● Your task
Quote all of the entries word for word.

[Box-labeled dataset extracts]
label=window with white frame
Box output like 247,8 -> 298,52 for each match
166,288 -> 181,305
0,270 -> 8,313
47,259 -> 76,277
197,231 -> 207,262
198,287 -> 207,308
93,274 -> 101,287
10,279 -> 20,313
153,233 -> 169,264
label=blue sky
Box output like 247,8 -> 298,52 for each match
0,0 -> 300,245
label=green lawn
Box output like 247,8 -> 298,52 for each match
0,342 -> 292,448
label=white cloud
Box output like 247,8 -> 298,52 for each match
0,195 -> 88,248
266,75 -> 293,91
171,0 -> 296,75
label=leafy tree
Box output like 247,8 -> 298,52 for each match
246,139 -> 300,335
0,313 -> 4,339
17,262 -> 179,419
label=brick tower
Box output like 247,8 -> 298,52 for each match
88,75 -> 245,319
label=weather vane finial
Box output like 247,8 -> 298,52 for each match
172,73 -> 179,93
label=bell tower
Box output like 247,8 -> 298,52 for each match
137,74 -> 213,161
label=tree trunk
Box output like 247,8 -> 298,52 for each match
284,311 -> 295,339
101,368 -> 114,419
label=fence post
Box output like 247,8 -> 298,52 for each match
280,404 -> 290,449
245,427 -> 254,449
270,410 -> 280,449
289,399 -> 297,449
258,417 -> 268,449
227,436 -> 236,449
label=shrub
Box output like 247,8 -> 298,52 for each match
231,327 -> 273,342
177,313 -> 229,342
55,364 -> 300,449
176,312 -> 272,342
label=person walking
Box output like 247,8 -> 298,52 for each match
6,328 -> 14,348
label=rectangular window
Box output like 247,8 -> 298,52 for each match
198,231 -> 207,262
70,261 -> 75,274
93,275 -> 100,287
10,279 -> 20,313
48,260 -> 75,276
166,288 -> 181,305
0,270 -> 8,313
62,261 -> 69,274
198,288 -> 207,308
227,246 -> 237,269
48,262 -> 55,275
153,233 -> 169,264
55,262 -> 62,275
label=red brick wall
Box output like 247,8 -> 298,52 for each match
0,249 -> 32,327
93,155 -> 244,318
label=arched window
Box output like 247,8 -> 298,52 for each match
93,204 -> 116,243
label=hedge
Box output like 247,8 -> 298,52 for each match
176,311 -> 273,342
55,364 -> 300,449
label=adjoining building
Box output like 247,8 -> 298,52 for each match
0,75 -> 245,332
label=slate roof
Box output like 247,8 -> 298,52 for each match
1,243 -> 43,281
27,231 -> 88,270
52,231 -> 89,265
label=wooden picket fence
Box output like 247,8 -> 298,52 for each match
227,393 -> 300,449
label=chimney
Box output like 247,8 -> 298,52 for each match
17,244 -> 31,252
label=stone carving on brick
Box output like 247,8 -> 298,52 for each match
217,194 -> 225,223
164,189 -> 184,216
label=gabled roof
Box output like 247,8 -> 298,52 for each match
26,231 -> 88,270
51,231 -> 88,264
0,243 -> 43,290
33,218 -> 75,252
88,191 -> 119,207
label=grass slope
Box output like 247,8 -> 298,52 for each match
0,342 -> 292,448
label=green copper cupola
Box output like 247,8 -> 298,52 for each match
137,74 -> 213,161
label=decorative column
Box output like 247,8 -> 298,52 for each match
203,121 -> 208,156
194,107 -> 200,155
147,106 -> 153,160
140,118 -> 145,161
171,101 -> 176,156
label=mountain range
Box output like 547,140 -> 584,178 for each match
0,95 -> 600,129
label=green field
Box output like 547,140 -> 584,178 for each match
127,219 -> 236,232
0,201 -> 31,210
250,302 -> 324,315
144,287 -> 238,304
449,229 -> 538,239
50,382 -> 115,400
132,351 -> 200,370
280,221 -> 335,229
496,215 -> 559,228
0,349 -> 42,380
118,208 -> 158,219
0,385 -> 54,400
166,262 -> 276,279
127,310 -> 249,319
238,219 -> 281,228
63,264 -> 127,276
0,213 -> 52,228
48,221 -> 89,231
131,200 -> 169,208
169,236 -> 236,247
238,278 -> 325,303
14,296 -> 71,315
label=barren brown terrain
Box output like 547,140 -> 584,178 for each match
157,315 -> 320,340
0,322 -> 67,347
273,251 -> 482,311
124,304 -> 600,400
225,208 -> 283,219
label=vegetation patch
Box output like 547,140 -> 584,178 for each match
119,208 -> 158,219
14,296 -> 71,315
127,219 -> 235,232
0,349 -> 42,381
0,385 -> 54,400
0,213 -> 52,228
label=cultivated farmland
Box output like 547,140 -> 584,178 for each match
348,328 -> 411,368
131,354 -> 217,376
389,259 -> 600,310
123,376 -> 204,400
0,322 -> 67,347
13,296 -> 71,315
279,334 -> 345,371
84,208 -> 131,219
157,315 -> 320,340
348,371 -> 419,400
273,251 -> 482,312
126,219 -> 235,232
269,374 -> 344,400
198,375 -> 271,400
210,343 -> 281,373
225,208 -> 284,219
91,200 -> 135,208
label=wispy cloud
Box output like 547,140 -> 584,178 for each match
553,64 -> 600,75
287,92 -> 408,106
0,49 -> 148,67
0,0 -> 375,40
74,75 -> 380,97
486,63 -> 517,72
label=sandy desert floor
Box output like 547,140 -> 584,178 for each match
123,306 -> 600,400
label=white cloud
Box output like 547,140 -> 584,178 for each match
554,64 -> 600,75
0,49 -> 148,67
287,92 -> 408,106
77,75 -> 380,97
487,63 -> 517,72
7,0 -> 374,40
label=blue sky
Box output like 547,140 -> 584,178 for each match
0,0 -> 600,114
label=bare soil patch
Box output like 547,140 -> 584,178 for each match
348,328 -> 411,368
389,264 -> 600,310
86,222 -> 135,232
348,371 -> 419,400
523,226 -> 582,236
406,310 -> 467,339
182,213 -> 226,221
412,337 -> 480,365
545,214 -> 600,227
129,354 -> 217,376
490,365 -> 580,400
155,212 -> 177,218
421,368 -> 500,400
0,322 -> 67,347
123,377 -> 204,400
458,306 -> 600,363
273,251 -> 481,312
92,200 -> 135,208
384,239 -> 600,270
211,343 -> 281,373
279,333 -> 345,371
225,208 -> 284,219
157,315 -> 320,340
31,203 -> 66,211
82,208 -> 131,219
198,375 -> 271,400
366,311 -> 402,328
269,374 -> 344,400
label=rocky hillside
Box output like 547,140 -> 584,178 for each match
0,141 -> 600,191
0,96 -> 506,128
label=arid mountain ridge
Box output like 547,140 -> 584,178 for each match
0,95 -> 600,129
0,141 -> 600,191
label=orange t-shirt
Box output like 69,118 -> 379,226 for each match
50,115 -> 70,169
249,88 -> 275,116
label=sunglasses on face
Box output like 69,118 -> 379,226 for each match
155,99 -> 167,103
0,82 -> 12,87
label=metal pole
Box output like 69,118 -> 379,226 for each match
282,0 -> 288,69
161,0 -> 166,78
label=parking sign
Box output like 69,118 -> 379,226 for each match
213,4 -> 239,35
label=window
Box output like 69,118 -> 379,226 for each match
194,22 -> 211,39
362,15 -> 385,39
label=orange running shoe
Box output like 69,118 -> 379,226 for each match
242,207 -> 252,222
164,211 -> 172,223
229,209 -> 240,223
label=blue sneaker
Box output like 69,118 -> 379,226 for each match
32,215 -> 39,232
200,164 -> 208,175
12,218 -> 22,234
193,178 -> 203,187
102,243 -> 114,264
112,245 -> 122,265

● Finished answer
label=window with white frame
Box output like 247,8 -> 298,52 for each match
166,288 -> 181,305
0,270 -> 8,313
47,259 -> 76,277
197,231 -> 207,262
198,287 -> 207,308
93,274 -> 101,287
10,279 -> 20,313
153,233 -> 169,264
label=blue sky
Box output like 247,8 -> 298,52 for each match
0,0 -> 300,245
label=green lawn
Box output like 247,8 -> 298,52 for each match
0,342 -> 292,448
label=white cloud
Box output like 247,8 -> 298,52 for each match
0,195 -> 88,248
266,75 -> 293,91
171,0 -> 296,75
label=leafy tree
Box output like 247,8 -> 298,52 for each match
246,139 -> 300,335
0,313 -> 4,339
17,262 -> 179,419
label=brick tower
Box output like 247,8 -> 298,52 for each match
88,75 -> 245,319
label=weather vane finial
Box output like 247,8 -> 298,52 for each match
172,73 -> 179,93
label=bell tower
Box output like 247,8 -> 298,52 for each match
137,74 -> 213,161
label=tree trunk
Box output like 247,8 -> 298,52 for each match
284,311 -> 295,339
101,368 -> 114,419
label=fence post
Box output like 247,8 -> 298,52 for each match
280,404 -> 290,449
245,427 -> 254,449
270,410 -> 280,449
289,399 -> 297,449
258,417 -> 268,449
227,436 -> 236,449
label=shrub
Box output like 247,8 -> 298,52 for each match
231,327 -> 273,342
177,313 -> 229,342
55,364 -> 300,449
176,312 -> 272,342
label=person walking
Box output like 247,8 -> 298,52 for each match
6,328 -> 14,348
label=rectangular window
Box output like 247,8 -> 298,52 for each match
198,231 -> 207,262
70,261 -> 75,274
93,275 -> 100,287
10,279 -> 20,313
48,260 -> 75,276
166,288 -> 181,305
0,270 -> 8,313
62,261 -> 69,274
198,288 -> 207,308
227,246 -> 237,269
48,262 -> 55,275
153,233 -> 169,264
55,262 -> 62,275
label=red brick wall
Box output like 247,8 -> 298,52 for each match
0,249 -> 32,327
93,155 -> 244,318
label=arched window
Box output like 247,8 -> 298,52 for each match
93,204 -> 116,243
label=hedge
Box output like 247,8 -> 298,52 for each match
176,311 -> 273,342
55,364 -> 300,449
label=adjoining building
Box output like 247,8 -> 298,52 for each match
0,75 -> 245,332
label=slate roof
Box output like 247,8 -> 298,52 for each match
1,243 -> 43,281
27,231 -> 88,270
52,231 -> 89,265
label=wooden picket fence
Box output like 247,8 -> 298,52 for each match
227,393 -> 300,449
label=chimney
Box output like 247,8 -> 298,52 for each match
17,244 -> 31,252
label=stone carving on brick
Box output like 247,8 -> 298,52 for each match
217,194 -> 225,223
164,189 -> 184,216
label=gabled roof
Box output like 247,8 -> 298,52 for each match
26,231 -> 88,270
51,231 -> 88,264
0,243 -> 43,290
33,218 -> 75,252
88,191 -> 119,207
label=grass slope
Box output like 247,8 -> 298,52 for each match
0,342 -> 292,448
label=green copper cupola
Box output like 247,8 -> 298,52 for each match
137,74 -> 213,161
label=decorative column
Box output like 247,8 -> 298,52 for each match
203,121 -> 208,156
194,107 -> 200,155
147,106 -> 153,160
140,118 -> 145,161
171,101 -> 176,156
label=mountain range
Box output like 547,140 -> 584,178 for each match
0,95 -> 600,129
label=green field
Box output like 547,140 -> 584,178 for each match
127,219 -> 236,232
0,201 -> 31,210
250,302 -> 324,315
144,287 -> 238,304
449,229 -> 538,239
50,382 -> 115,400
132,351 -> 200,370
280,221 -> 335,229
496,215 -> 559,228
0,349 -> 42,380
118,208 -> 158,219
0,385 -> 54,400
166,262 -> 276,279
127,310 -> 249,319
238,219 -> 281,228
63,264 -> 127,276
0,213 -> 52,228
48,221 -> 89,231
131,200 -> 169,208
169,236 -> 236,247
238,278 -> 325,303
14,296 -> 71,315
label=barren brown terrain
Box output like 547,140 -> 584,178 for each match
157,315 -> 320,340
0,322 -> 67,347
273,251 -> 482,311
124,304 -> 600,400
225,208 -> 283,219
label=vegetation patch
Box output like 547,140 -> 584,178 for each match
119,208 -> 158,219
14,296 -> 71,315
127,219 -> 235,232
0,349 -> 42,381
0,385 -> 54,400
0,213 -> 52,228
label=cultivated farmland
Box output like 547,140 -> 584,178 for each match
348,328 -> 411,368
131,354 -> 217,376
389,259 -> 600,310
123,376 -> 204,400
0,322 -> 67,347
13,296 -> 71,315
279,334 -> 345,371
84,208 -> 131,219
157,315 -> 320,340
348,371 -> 419,400
273,251 -> 482,312
126,219 -> 235,232
269,374 -> 344,400
198,375 -> 271,400
210,343 -> 281,373
225,208 -> 284,219
91,200 -> 135,208
label=wispy cloud
Box output like 547,140 -> 584,178 for each match
553,64 -> 600,75
287,92 -> 408,106
0,49 -> 148,67
0,0 -> 375,40
74,75 -> 380,97
486,63 -> 517,72
label=sandy desert floor
Box output like 547,140 -> 584,178 for each match
123,306 -> 600,400
label=white cloud
Box output like 547,140 -> 584,178 for each match
554,64 -> 600,75
0,49 -> 148,67
287,92 -> 408,106
77,75 -> 380,97
487,63 -> 517,72
7,0 -> 374,40
label=blue sky
Box output like 547,140 -> 584,178 for each match
0,0 -> 600,114
label=bare soil patch
Box output like 547,140 -> 584,178 for each match
348,328 -> 411,368
389,264 -> 600,310
86,222 -> 135,232
348,371 -> 419,400
523,226 -> 582,236
406,310 -> 467,339
182,213 -> 226,221
412,337 -> 480,365
545,214 -> 600,227
129,354 -> 217,376
490,365 -> 580,400
155,212 -> 177,218
421,368 -> 500,400
0,322 -> 67,347
123,377 -> 204,400
458,306 -> 600,363
273,251 -> 481,312
92,200 -> 135,208
384,239 -> 600,270
211,343 -> 281,373
279,333 -> 345,371
225,208 -> 284,219
157,315 -> 320,340
31,203 -> 66,211
82,208 -> 131,219
198,375 -> 271,400
366,311 -> 402,328
269,374 -> 344,400
label=rocky hillside
Box output like 547,140 -> 584,178 for each match
0,141 -> 600,191
0,96 -> 506,128
label=arid mountain ridge
Box output like 547,140 -> 584,178 for each match
0,95 -> 600,129
0,141 -> 600,191
label=orange t-shirt
Box output like 69,118 -> 379,226 for each match
50,115 -> 70,169
249,88 -> 275,116
label=sunglasses on face
Box output like 69,118 -> 379,226 for each match
155,99 -> 167,103
0,82 -> 12,87
label=metal pole
Box output like 69,118 -> 379,226 for each match
282,0 -> 288,69
161,0 -> 166,78
label=parking sign
Box output like 69,118 -> 379,226 for each match
213,4 -> 239,35
label=window
Box output like 69,118 -> 379,226 for each match
194,22 -> 211,39
362,15 -> 385,39
label=orange running shoe
Box output like 69,118 -> 379,226 for each match
242,207 -> 252,222
164,211 -> 172,223
229,209 -> 240,223
label=blue sneaker
Box output like 69,118 -> 379,226 for each match
32,215 -> 39,232
200,164 -> 208,175
12,218 -> 22,234
193,178 -> 203,187
102,243 -> 114,264
112,245 -> 122,265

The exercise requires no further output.